■ ACTION ITEM ■
Which lines in the data below contain the word "several"? Return each of them.
--------------------
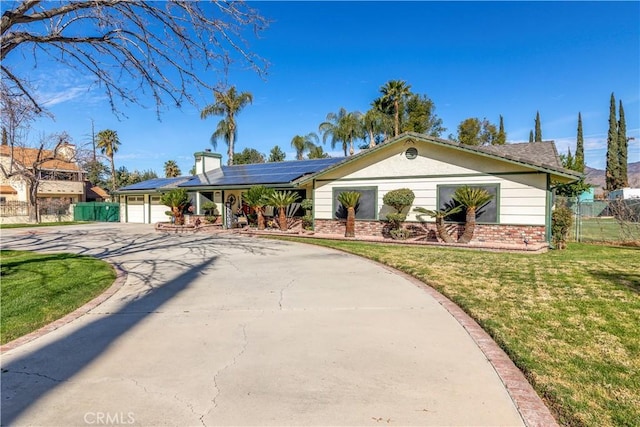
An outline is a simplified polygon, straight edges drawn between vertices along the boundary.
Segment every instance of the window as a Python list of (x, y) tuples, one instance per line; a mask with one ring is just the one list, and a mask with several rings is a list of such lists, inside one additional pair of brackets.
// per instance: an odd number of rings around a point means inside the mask
[(377, 219), (378, 187), (336, 187), (333, 189), (333, 217), (347, 218), (347, 210), (338, 201), (340, 193), (356, 191), (360, 200), (356, 206), (356, 219)]
[(407, 159), (413, 160), (418, 157), (418, 149), (416, 147), (407, 148), (407, 151), (404, 152), (404, 155)]
[(142, 205), (144, 204), (144, 196), (128, 196), (127, 203), (130, 205)]
[(161, 196), (151, 196), (151, 204), (152, 205), (161, 205), (160, 203)]
[[(438, 209), (449, 209), (453, 206), (457, 206), (455, 200), (453, 200), (453, 193), (456, 189), (463, 187), (463, 185), (438, 185)], [(500, 199), (500, 185), (499, 184), (473, 184), (469, 185), (472, 188), (483, 188), (493, 195), (493, 198), (484, 206), (480, 207), (476, 211), (476, 220), (478, 222), (497, 224), (498, 223), (498, 204)], [(465, 212), (459, 212), (457, 214), (447, 217), (447, 221), (451, 222), (464, 222)]]

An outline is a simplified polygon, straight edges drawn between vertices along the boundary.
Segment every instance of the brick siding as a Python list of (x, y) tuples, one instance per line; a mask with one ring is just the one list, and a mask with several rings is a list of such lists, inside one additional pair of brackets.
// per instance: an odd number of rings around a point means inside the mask
[[(428, 241), (439, 241), (435, 224), (405, 222), (404, 227), (411, 230), (413, 235), (426, 235)], [(447, 226), (450, 233), (458, 238), (464, 231), (462, 224)], [(318, 234), (344, 234), (344, 220), (316, 219), (314, 231)], [(388, 224), (384, 221), (356, 221), (356, 236), (389, 237)], [(522, 244), (524, 239), (528, 243), (545, 243), (545, 227), (543, 225), (501, 225), (477, 224), (473, 233), (473, 241), (489, 243)]]

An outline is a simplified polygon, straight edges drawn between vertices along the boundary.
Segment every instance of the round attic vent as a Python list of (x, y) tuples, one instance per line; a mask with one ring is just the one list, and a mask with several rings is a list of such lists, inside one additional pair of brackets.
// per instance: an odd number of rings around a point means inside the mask
[(405, 151), (404, 155), (407, 157), (407, 159), (413, 160), (418, 157), (418, 149), (415, 147), (407, 148), (407, 151)]

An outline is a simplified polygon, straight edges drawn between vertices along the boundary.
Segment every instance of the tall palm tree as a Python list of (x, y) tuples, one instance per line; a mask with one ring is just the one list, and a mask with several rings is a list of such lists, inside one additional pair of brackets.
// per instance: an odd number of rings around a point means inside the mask
[(408, 85), (404, 80), (389, 80), (380, 88), (380, 92), (382, 92), (382, 100), (393, 105), (393, 136), (398, 136), (400, 134), (400, 104), (411, 94), (411, 85)]
[(338, 195), (338, 201), (347, 210), (347, 223), (344, 237), (355, 237), (356, 235), (356, 206), (360, 201), (360, 193), (357, 191), (343, 191)]
[(113, 192), (116, 190), (116, 165), (113, 161), (113, 155), (118, 152), (120, 146), (118, 132), (111, 129), (101, 130), (96, 138), (100, 152), (107, 156), (111, 162), (111, 191)]
[(224, 142), (229, 147), (227, 164), (230, 166), (233, 164), (234, 142), (238, 136), (236, 115), (247, 104), (253, 103), (253, 95), (249, 92), (238, 93), (235, 86), (231, 86), (226, 91), (215, 90), (213, 95), (215, 102), (204, 107), (200, 112), (200, 118), (206, 119), (209, 116), (224, 116), (224, 119), (218, 122), (216, 131), (211, 135), (211, 144), (213, 148), (216, 148), (218, 138), (224, 139)]
[(326, 142), (327, 137), (331, 136), (331, 148), (335, 148), (336, 143), (341, 142), (345, 157), (347, 156), (347, 147), (349, 147), (349, 153), (353, 155), (354, 139), (363, 137), (361, 115), (358, 111), (350, 113), (343, 107), (340, 107), (338, 113), (327, 114), (326, 121), (320, 123), (318, 127), (322, 132), (322, 142)]
[(181, 174), (180, 167), (174, 160), (164, 162), (164, 176), (166, 178), (175, 178)]
[(294, 136), (291, 140), (291, 147), (296, 149), (296, 160), (304, 159), (304, 152), (311, 151), (311, 148), (315, 147), (315, 144), (318, 142), (320, 142), (320, 139), (315, 132), (311, 132), (305, 136)]
[[(376, 145), (380, 135), (383, 136), (383, 141), (387, 139), (389, 116), (384, 113), (380, 99), (375, 100), (371, 104), (371, 109), (362, 116), (362, 125), (364, 132), (369, 137), (369, 148)], [(391, 124), (391, 127), (393, 127), (393, 124)]]
[(469, 243), (473, 239), (473, 233), (476, 229), (476, 212), (489, 203), (491, 199), (493, 199), (493, 195), (489, 194), (484, 188), (469, 187), (468, 185), (459, 187), (453, 193), (453, 200), (460, 203), (467, 210), (464, 233), (462, 233), (458, 242)]
[(287, 231), (287, 215), (285, 209), (300, 198), (293, 191), (274, 191), (267, 198), (267, 204), (278, 208), (278, 225), (280, 230)]
[(269, 198), (273, 194), (273, 189), (264, 185), (254, 185), (242, 195), (242, 200), (256, 211), (258, 216), (258, 230), (265, 229), (264, 208), (269, 205)]

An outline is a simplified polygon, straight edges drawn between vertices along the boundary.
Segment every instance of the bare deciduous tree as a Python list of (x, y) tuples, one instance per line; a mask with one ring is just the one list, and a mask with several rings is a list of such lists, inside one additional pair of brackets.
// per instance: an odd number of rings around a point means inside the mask
[[(2, 79), (8, 90), (44, 110), (31, 82), (12, 66), (47, 57), (89, 75), (117, 102), (142, 102), (150, 93), (160, 107), (196, 104), (192, 89), (213, 89), (204, 75), (224, 80), (238, 62), (262, 75), (266, 61), (249, 50), (247, 36), (268, 22), (242, 1), (80, 0), (4, 2), (0, 21)], [(17, 55), (17, 56), (16, 56)], [(4, 90), (4, 88), (3, 88)]]
[[(29, 219), (40, 222), (38, 191), (43, 180), (55, 179), (52, 176), (75, 164), (78, 151), (69, 145), (70, 137), (66, 132), (41, 136), (37, 148), (27, 148), (11, 144), (8, 150), (8, 164), (0, 163), (0, 171), (5, 179), (22, 182), (27, 186)], [(49, 148), (53, 146), (52, 148)], [(3, 147), (4, 149), (5, 147)], [(75, 173), (81, 173), (78, 169)], [(78, 178), (78, 181), (81, 180)]]

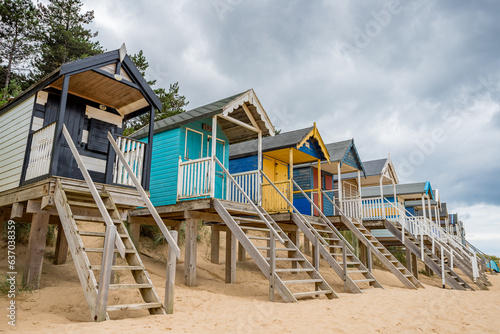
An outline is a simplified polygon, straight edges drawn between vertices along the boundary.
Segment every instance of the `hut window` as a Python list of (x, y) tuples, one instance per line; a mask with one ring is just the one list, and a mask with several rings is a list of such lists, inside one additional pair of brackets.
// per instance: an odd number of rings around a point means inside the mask
[(113, 125), (92, 118), (90, 120), (90, 129), (88, 133), (87, 148), (92, 151), (107, 153), (108, 152), (108, 131)]
[(199, 159), (203, 152), (203, 133), (186, 128), (186, 148), (184, 158), (187, 160)]

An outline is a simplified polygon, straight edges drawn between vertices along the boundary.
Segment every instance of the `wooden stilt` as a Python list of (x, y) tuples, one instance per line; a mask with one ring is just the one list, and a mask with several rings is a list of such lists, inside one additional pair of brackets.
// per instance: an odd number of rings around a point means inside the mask
[(54, 254), (53, 264), (64, 264), (68, 258), (68, 241), (66, 240), (66, 235), (64, 234), (62, 226), (59, 224), (57, 226), (57, 241), (56, 250)]
[(236, 237), (226, 228), (226, 283), (236, 283)]
[(10, 212), (10, 219), (21, 218), (23, 216), (23, 203), (12, 204), (12, 211)]
[[(243, 231), (245, 233), (245, 231)], [(245, 248), (238, 242), (238, 261), (243, 262), (246, 260)]]
[(427, 264), (425, 265), (425, 274), (427, 276), (432, 276), (432, 270), (429, 266), (427, 266)]
[(406, 269), (411, 271), (412, 268), (413, 266), (412, 266), (411, 251), (408, 247), (406, 247)]
[(130, 224), (129, 227), (130, 237), (134, 242), (134, 245), (137, 249), (139, 249), (139, 238), (141, 235), (141, 224)]
[(49, 219), (50, 215), (34, 213), (31, 221), (28, 259), (23, 279), (24, 283), (33, 289), (38, 289), (40, 286)]
[(210, 236), (210, 261), (219, 264), (220, 229), (212, 225), (212, 235)]
[(368, 255), (367, 255), (367, 248), (365, 244), (359, 243), (359, 260), (365, 265), (365, 267), (368, 267)]
[(311, 244), (309, 243), (309, 239), (304, 234), (304, 253), (307, 255), (311, 255)]
[[(172, 234), (172, 238), (177, 242), (177, 231), (170, 232)], [(174, 313), (174, 286), (175, 286), (175, 267), (177, 264), (177, 258), (175, 257), (175, 253), (172, 248), (168, 247), (168, 255), (167, 255), (167, 275), (165, 282), (165, 302), (163, 303), (165, 306), (165, 310), (167, 314)]]
[(3, 224), (5, 223), (5, 212), (0, 212), (0, 239), (3, 237)]
[(411, 272), (413, 273), (413, 276), (418, 279), (418, 262), (417, 262), (417, 256), (415, 254), (411, 254), (411, 266), (412, 270)]
[(186, 220), (186, 252), (184, 254), (184, 282), (186, 286), (196, 286), (196, 238), (198, 221)]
--------------------
■ ANSWER TO THIS EXERCISE ■
Segment every instance of the window as a Python list of (x, y) tuples, one instance per line; a mask with one ring is just the one list, and a mask with several rings is a list of such lists, inside one additional pair of brackets.
Segment every instance of the brick siding as a Python list of (x, y) tuples, one instance per line; a mask with one ring is just the one list, and a mask with several rings is a list of such lists, inside one additional pair of brackets.
Segment every instance of the round attic vent as a Python list of (x, y) tuples, one instance per line; a mask with one ring is just the one list, and a mask with several rings is a list of such lists, inside one additional pair of brackets.
Segment every instance of the tall palm tree as a Python list of (x, y) tuples, one instance per line; a mask with one ring is just the one list, and a mask with several rings is a list of such lists, inside one additional pair of brackets.
Segment every instance of the bare deciduous tree as a Python list of (x, y) tuples, one instance per line; a mask with one ring is just the one list, and a mask with several rings is a list of such lists, inside one additional pair of brackets.
Segment every instance of the `hut window` as a Python list of (x, y) tuples, one instance per line; a mask with one ring is just the one list, and a mask with several rings is a list of such lists, inside one additional pair of brackets.
Segment every instance of the `wooden stilt` as a Python list of (x, y) tuples, one instance per line; a mask with one ring is just the one list, and a mask with several rings is a list of such lists, inside one additional pair of brackets.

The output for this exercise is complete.